==== Page extract
Returns the sequence of requested entries from the archive as binary data.
| arch:extract-binary( | $archive |  as xs:base64Binary, | 
| $entries |  as xs:string*) as xs:base64Binary* | 
Returns as binary data each entry in the archive $in that corresponds to
            the entry name input, in sequence.
The entries must be returned in the order corresponding to that of
            the entries requested in $entries, not in the order in which they may exist
            in the archive.
Multiple requests for the same entry will be honoured, with copies of the entry appearing in corresponding multiple locations in the output sequence .
[arch:unknown-entry] is raised if an entry requested does not exist in this archive.
[arch:read-error] is raised if there was an unspecified problem in reading the archive.
There have been suggestions for a signature arch:extract-binary($archive as
               xs:base64Binary) returning all the entries. In the absence of maps in the
            return type, this does not make sense, since the entries are totally unlabelled, and to
            get anything meaningful, a parallel call on arch:entries() would be
            required.
========
==== Entries
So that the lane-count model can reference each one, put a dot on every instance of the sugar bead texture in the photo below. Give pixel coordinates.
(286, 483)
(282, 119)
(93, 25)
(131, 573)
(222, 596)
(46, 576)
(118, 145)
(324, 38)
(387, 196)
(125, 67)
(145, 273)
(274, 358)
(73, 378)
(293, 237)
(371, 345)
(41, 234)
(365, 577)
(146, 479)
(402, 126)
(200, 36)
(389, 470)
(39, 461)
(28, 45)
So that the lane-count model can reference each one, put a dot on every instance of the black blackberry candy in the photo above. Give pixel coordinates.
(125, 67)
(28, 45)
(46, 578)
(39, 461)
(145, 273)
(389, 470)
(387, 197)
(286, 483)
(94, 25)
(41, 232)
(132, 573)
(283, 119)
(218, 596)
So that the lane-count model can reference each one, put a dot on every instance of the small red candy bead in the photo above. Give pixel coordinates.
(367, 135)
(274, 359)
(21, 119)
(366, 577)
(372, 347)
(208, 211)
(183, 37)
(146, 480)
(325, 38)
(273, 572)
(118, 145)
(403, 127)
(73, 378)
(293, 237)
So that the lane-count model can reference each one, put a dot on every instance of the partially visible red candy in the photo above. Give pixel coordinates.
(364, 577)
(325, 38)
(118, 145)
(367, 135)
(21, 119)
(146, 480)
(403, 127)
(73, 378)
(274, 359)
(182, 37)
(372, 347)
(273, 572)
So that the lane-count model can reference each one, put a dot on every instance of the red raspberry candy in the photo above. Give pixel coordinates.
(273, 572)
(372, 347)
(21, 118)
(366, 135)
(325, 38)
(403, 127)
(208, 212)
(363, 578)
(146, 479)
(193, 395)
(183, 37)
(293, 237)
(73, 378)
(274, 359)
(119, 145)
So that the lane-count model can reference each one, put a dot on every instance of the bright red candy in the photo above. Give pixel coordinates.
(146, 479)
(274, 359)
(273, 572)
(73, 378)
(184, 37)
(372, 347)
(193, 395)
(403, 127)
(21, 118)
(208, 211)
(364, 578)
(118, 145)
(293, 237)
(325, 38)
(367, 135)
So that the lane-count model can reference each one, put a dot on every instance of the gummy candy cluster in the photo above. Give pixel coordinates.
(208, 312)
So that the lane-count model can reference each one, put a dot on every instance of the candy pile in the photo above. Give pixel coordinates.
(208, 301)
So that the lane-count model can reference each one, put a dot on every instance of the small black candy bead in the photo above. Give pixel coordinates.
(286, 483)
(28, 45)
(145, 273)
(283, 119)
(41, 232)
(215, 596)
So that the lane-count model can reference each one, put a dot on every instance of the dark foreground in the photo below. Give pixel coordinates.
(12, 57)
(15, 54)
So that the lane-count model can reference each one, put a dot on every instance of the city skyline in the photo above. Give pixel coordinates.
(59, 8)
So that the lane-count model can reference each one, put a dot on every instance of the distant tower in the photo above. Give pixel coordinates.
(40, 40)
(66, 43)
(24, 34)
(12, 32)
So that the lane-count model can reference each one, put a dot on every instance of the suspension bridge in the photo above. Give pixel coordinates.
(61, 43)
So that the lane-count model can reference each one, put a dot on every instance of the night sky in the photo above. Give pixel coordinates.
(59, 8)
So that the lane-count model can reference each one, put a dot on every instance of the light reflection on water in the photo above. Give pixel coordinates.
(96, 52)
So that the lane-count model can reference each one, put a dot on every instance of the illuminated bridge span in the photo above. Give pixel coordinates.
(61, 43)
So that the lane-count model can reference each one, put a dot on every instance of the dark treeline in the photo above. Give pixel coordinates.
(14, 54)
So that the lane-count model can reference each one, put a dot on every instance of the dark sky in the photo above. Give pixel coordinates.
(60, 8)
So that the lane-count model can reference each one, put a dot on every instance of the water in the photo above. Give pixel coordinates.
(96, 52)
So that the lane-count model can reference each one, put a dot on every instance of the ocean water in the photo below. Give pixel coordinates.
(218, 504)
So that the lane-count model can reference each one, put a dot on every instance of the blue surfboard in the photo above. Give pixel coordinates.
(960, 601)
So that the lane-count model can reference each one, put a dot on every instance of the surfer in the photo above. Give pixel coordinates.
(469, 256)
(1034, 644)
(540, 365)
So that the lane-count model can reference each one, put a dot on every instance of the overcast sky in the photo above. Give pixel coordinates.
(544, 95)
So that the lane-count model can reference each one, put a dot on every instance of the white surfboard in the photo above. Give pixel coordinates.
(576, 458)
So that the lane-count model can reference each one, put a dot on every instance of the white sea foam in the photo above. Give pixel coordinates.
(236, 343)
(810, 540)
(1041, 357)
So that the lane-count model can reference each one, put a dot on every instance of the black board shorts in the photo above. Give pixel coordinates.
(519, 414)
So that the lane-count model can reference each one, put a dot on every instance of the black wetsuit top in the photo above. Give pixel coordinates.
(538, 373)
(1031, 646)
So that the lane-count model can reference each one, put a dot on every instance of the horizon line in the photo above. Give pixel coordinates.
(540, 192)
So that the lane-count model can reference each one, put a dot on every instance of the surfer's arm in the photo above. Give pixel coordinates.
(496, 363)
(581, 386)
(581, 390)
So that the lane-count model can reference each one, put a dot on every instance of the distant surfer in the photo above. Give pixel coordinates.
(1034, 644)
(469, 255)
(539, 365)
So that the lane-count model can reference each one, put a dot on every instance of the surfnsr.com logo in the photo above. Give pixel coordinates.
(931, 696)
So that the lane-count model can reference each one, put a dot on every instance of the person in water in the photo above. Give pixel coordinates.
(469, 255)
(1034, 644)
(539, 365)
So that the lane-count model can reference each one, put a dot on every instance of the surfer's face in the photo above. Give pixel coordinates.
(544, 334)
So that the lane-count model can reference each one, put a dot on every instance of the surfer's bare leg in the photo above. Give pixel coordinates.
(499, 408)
========
==== Entries
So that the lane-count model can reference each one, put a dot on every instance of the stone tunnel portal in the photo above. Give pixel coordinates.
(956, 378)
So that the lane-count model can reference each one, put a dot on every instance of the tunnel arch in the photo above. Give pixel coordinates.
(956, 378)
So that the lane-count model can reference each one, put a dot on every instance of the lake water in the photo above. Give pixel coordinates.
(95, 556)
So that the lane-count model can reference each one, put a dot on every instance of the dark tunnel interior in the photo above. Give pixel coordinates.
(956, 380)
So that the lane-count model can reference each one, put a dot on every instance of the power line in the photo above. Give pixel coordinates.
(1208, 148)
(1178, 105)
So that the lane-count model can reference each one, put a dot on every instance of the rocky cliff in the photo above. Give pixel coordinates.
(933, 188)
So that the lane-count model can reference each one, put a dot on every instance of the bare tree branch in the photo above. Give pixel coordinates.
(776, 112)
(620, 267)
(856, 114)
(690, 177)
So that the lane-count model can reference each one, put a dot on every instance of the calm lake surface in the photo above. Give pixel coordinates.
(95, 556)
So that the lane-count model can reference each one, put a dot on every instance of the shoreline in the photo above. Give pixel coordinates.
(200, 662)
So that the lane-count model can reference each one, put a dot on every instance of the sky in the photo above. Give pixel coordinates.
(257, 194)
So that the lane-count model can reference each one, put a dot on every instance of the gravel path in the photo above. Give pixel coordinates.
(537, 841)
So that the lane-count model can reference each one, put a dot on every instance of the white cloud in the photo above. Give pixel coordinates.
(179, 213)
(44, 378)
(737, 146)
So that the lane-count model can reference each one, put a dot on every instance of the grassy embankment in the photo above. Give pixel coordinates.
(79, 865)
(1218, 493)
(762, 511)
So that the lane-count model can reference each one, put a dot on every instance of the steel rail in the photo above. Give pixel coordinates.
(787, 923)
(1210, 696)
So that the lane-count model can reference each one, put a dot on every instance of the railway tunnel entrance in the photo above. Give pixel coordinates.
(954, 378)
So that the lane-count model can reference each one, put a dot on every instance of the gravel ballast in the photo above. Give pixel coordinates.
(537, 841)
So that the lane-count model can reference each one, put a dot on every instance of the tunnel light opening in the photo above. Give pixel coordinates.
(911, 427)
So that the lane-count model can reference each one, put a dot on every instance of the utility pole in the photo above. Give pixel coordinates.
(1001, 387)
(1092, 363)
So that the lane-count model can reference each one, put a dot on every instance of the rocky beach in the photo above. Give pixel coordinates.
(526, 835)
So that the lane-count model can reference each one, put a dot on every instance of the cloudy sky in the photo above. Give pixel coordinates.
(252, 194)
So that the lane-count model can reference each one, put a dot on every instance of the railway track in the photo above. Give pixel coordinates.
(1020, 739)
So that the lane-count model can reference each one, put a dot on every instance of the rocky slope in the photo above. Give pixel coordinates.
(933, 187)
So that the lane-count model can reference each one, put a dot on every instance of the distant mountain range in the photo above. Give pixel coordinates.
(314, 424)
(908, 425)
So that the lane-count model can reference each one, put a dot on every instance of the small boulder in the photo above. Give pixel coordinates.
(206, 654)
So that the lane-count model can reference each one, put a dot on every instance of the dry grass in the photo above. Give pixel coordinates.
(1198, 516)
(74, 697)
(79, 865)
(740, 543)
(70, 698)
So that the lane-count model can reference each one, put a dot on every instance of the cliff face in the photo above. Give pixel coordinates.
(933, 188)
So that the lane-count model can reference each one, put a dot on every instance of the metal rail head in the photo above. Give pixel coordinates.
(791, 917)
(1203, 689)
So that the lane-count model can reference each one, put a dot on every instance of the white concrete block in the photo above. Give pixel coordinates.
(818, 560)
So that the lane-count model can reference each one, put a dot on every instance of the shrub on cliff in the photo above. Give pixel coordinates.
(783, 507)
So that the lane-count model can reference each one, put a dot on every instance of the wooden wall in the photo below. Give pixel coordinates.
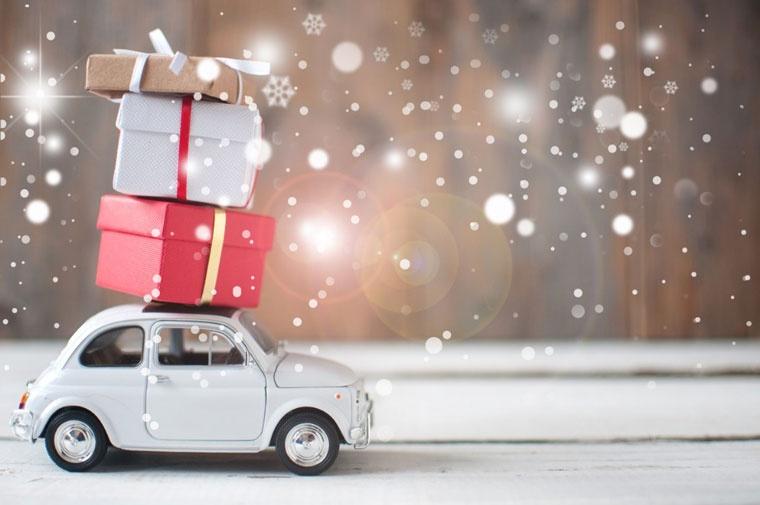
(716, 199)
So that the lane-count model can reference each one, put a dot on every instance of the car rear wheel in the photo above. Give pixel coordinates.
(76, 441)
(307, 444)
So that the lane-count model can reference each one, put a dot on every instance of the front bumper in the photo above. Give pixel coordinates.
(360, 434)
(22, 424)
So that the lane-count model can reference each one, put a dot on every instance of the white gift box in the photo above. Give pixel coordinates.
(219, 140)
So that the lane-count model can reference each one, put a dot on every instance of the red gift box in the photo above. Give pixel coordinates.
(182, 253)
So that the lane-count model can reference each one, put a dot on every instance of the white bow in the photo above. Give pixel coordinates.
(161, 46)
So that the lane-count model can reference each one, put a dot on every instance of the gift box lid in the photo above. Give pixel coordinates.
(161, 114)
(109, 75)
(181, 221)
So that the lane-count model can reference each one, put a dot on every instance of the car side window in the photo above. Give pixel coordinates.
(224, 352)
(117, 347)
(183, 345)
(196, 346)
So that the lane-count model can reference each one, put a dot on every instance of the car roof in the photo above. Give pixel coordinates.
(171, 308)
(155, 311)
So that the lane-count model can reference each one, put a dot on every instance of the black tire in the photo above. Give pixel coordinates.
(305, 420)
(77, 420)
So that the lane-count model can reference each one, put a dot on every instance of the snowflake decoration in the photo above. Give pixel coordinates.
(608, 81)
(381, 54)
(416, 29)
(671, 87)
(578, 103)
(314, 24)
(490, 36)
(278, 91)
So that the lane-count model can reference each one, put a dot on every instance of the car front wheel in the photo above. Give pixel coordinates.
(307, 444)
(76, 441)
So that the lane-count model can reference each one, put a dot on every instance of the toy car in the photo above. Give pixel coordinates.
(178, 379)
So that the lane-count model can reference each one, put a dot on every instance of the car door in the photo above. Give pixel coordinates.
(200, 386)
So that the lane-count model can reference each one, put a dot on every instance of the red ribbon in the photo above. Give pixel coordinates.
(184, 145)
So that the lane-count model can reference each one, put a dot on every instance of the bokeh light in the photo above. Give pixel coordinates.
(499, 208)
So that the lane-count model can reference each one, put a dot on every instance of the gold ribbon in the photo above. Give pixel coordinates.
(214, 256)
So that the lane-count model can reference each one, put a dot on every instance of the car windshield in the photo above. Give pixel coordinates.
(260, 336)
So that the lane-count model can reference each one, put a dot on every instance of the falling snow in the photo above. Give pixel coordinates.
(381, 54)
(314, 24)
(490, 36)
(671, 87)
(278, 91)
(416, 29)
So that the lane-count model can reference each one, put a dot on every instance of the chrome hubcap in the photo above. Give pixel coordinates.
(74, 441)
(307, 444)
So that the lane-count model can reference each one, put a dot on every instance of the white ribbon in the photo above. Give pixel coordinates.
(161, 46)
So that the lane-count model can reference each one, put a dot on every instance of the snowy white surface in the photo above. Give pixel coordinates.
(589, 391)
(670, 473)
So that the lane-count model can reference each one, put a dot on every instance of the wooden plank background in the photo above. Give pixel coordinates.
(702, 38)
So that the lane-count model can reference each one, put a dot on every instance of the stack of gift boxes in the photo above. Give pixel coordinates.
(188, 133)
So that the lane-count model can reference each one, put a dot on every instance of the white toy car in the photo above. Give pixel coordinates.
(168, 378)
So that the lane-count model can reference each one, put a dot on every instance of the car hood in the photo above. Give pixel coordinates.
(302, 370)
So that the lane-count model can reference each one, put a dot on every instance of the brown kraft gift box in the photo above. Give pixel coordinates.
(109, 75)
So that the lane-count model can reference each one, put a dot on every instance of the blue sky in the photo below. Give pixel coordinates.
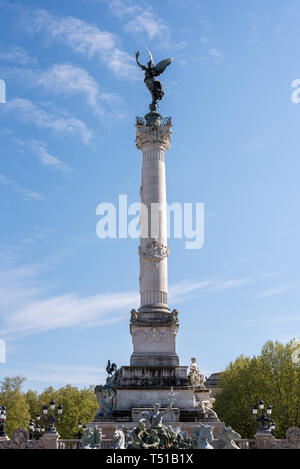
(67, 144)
========
Exercise requirements:
1: In the extract-binary description, which error is raised when a requested entry does not exist in the archive?
2: From the extract-binary description, echo the part that opens with the words containing "Returns the sequence" and closes with "in the archive.".

In response:
1: arch:unknown-entry

2:
Returns the sequence of requested entries from the archive as binary data.
| arch:extract-binary( | $archive |  as xs:base64Binary, | 
| $entries |  as xs:string*) as xs:base64Binary* | 
Returns as binary data each entry in the archive $in that corresponds to
            the entry name input, in sequence.
The entries must be returned in the order corresponding to that of
            the entries requested in $entries, not in the order in which they may exist
            in the archive.